Point annotation records:
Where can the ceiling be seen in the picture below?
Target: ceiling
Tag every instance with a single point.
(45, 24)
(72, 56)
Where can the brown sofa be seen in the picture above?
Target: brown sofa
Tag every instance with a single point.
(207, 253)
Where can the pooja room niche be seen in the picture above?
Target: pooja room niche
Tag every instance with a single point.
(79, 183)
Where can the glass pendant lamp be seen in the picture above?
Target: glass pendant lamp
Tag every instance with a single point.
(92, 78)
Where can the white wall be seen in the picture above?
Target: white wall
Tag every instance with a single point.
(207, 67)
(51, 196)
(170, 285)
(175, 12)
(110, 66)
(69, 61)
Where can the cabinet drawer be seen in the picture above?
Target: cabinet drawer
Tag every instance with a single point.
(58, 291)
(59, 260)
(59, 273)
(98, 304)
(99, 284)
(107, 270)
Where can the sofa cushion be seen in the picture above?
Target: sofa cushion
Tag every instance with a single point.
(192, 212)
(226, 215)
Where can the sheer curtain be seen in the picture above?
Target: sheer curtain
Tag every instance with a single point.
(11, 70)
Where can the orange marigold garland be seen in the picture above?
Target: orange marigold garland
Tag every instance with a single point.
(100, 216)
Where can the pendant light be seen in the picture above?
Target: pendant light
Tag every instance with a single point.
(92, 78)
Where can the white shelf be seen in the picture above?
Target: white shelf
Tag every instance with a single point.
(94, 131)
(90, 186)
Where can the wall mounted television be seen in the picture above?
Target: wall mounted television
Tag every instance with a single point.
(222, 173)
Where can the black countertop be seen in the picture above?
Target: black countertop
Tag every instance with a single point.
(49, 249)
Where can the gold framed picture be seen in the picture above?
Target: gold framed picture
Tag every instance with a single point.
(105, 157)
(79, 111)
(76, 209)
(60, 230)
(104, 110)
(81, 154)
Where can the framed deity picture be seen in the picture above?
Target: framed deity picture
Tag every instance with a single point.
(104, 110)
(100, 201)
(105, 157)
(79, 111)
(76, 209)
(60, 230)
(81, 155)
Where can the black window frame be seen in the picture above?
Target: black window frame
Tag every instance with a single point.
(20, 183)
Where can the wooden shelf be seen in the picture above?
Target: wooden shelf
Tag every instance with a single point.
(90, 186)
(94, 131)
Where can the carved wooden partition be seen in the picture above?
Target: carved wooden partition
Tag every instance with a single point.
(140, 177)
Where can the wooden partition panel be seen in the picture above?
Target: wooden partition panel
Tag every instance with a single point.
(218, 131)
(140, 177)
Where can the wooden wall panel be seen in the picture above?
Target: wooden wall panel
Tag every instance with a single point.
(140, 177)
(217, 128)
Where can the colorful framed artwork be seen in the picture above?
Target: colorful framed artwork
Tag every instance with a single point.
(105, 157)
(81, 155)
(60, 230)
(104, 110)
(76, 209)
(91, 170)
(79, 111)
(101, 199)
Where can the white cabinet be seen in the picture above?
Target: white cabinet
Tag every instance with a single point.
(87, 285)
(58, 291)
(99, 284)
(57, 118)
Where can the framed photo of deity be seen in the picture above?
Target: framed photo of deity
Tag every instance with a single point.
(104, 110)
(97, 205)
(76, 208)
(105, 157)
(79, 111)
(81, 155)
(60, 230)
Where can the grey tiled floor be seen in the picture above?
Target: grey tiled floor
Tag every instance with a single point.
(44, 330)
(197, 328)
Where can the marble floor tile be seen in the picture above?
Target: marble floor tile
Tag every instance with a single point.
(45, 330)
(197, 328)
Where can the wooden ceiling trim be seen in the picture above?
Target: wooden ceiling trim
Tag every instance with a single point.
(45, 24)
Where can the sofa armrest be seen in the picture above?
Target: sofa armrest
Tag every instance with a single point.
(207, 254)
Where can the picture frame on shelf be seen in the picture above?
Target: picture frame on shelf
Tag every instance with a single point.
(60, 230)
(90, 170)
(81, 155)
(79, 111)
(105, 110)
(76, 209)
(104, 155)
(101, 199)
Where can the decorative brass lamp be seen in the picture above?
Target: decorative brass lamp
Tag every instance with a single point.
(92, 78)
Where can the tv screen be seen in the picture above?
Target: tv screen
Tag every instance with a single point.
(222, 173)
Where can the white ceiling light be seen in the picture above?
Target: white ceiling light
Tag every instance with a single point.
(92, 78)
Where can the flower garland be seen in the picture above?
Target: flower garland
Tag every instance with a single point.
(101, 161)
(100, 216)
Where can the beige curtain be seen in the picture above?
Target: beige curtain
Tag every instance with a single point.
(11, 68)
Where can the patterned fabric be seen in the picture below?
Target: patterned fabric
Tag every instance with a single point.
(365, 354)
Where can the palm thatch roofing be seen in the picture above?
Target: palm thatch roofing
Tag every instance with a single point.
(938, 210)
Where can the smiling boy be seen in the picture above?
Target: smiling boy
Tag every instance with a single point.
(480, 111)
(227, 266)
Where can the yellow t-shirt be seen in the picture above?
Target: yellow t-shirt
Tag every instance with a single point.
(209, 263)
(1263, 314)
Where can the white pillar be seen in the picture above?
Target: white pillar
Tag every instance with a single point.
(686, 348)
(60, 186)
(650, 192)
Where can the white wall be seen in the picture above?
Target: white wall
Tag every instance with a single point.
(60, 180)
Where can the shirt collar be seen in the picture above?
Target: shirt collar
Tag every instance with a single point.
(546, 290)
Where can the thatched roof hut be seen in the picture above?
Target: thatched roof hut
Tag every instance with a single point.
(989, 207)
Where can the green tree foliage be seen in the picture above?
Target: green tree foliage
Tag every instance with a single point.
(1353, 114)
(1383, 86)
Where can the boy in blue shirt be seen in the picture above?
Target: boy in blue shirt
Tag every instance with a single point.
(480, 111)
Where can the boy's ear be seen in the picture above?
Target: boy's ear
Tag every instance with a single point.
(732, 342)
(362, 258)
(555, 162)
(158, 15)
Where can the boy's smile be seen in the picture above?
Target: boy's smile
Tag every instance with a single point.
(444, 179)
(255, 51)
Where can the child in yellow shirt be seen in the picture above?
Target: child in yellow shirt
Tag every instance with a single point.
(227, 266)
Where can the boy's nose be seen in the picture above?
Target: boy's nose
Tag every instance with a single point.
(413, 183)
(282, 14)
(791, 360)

> [Given problem] Can you rewrite all of the data above with every "single point" changed to "single dot" and nothing else altered?

> [Solved problem]
Where can the ceiling be seen in the picture below?
Target: ceiling
Tag every instance with a single dot.
(45, 24)
(72, 56)
Where can the brown sofa be seen in the picture above?
Target: brown sofa
Tag every instance with a single dot.
(207, 253)
Where can the pooja room niche be seen in the picture above?
Target: pooja room niche
Tag every instance with a single dot.
(79, 183)
Where can the glass pendant lamp be seen in the picture above?
Target: glass pendant lamp
Tag every instance with a single dot.
(92, 78)
Where can the white wall be seen in the picture above?
Target: white wall
Tag every instance with a single dot.
(207, 67)
(51, 196)
(170, 285)
(175, 12)
(110, 66)
(69, 61)
Where can the cabinet drawer be seen in the picture above?
Target: cabinet drawer
Tag every instance with a single dot.
(58, 291)
(59, 260)
(59, 273)
(98, 304)
(99, 284)
(107, 270)
Where can the sofa cushion be seen in the picture above?
Target: sofa cushion
Tag every instance with a single dot.
(192, 212)
(226, 215)
Where can the sheer curtain be seen in the picture above?
Target: sheer curtain
Tag every instance with a single dot.
(11, 70)
Where can the orange marigold garland be seen in the picture above?
Target: orange marigold garland
Tag every instance with a single dot.
(100, 216)
Where can the pendant light be seen in the picture above?
Target: pendant light
Tag every instance with a single dot.
(92, 78)
Where can the white shelf be seen in the picture above?
Target: white shelf
Tag every instance with a single dot.
(94, 131)
(90, 186)
Where can the wall mounted television be seen in the picture above?
Target: wall mounted television
Tag every instance with a single dot.
(222, 173)
Where can the black countertop be seen in the picture above?
Target: black countertop
Tag every instance with a single dot.
(49, 249)
Where can the gold framed picture be seen in the picture above?
Target: gold framed picture
Tag every instance with a single dot.
(105, 157)
(79, 111)
(76, 209)
(60, 230)
(104, 110)
(81, 154)
Where can the framed deity picture be seen in the picture above?
Target: framed deity picture
Tag every instance with a single dot.
(104, 110)
(100, 201)
(105, 157)
(79, 111)
(76, 209)
(60, 230)
(81, 155)
Where can the black window frame be seen in the picture above?
Target: black window frame
Tag every instance with a single dot.
(20, 183)
Where can the wooden shelf be seen in the picture above?
Target: wooden shelf
Tag every instance with a single dot.
(90, 186)
(94, 131)
Where can the carved wooden partition be seen in the picture above?
Target: carved wooden partition
Tag every instance with a single dot.
(140, 177)
Where can the wooden partition panel be seen in the picture above?
Target: wooden partition panel
Tag every instance with a single dot.
(218, 131)
(140, 177)
Where can the wooden wall panel be seen in the picture above?
Target: wooden wall panel
Tag every instance with a single dot.
(140, 177)
(217, 128)
Where can the colorful framed artwork be seen in the picture above?
Target: colorful framed artwork
Tag every instance with a single dot.
(105, 157)
(81, 155)
(60, 230)
(104, 110)
(76, 209)
(91, 170)
(79, 111)
(101, 199)
Where can the white cabinet be seen in the picture above?
Target: white cabinet
Tag every instance with a single dot.
(87, 285)
(58, 291)
(99, 284)
(57, 118)
Where can the framed photo of deity be seen in the picture above?
Target: framed photo of deity
Tag every instance with a single dot.
(104, 110)
(97, 205)
(76, 208)
(105, 157)
(79, 111)
(81, 155)
(60, 230)
Where can the grey tiled floor be seen in the picture above?
Target: grey tiled floor
Tag every instance with a single dot.
(44, 330)
(197, 328)
Where can the marble floor tile be seen in the picture above?
Target: marble floor tile
Tag every instance with a single dot.
(45, 330)
(197, 328)
Where can the wooden ceiling trim be seen in the picture above?
Target: wooden ceiling trim
Tag every instance with a single dot.
(45, 24)
Where can the sofa armrest be seen in the picture above?
Target: sofa armrest
Tag every instance with a single dot.
(207, 254)
Where can the picture frame on shelf be seen in the picture above?
Target: picture frame on shelf
Tag every instance with a single dot.
(60, 230)
(90, 170)
(81, 155)
(79, 111)
(105, 110)
(76, 209)
(104, 155)
(101, 199)
Where can the decorative brass lamp be seen in the picture above?
Target: decorative brass lamp
Tag every instance with a single dot.
(92, 78)
Where can the tv screen be seen in the picture above?
Target: tv screen
Tag every instance with a single dot.
(222, 173)
Where can the white ceiling light be seen in the picture above?
Target: white ceiling light
Tag every instance with a single dot.
(92, 78)
Where can the flower garland be seen in the picture above?
Target: flower garland
Tag every instance with a single dot.
(101, 161)
(100, 216)
Where can the beige curtain be seen in the picture above?
Target: beige curtain
Tag every instance with a single dot.
(11, 68)
Where can the patterned fabric be seen in the picture below?
Target: patterned fabric
Tag every instance with a single dot.
(365, 354)
Where can the palm thatch roofing be seen in the picture above?
Target: palm thatch roofing
Tag every instance with a single dot.
(938, 210)
Where can the smiling boy be seen in the picture above?
Target: smiling boy
Tag every instance with a single dot.
(480, 111)
(227, 266)
Where can the yellow t-shirt be seen in the picture above?
Target: yellow t-shirt
Tag every instance with a single dot.
(209, 263)
(1263, 314)
Where can the white pillar be seen in the picture above?
Target: white pillar
Tag every instance with a single dot.
(686, 348)
(60, 186)
(650, 192)
Where can the white wall be seen in the picture above?
Target: white wall
Tag every instance with a single dot.
(60, 180)
Where can the shirt collar be seen in the picture above?
Target: shirt collar
Tag every instance with a single dot.
(546, 290)
Where can the thatched roof hut be seen in the picture above?
Target: thatched roof hut
Tag every instance with a single dot.
(989, 207)
Where can the green tree foliage be seen in the picture above?
Target: green tree foliage
Tag every instance with a single dot.
(1353, 114)
(1383, 86)
Where can the boy in blue shirt be seen in the picture above?
Target: boy in blue shirt
Tag every instance with a single dot.
(480, 111)
Where can the boy's ear be seen in the picture above?
Target: boy's ear
Tag every instance with a single dot.
(732, 342)
(362, 258)
(555, 162)
(158, 15)
Where can the boy's smile be seen in the picture above?
Target: boy's smile
Tag every instance with a single dot.
(444, 179)
(255, 51)
Where can the child in yellow shirt be seen in the picture above?
Target: child in yellow shirt
Tag every instance with a single dot.
(227, 266)
Where can the boy's nose be seen in the picture above?
Target: boy's nose
Tag every instance with a single dot.
(413, 183)
(282, 14)
(791, 360)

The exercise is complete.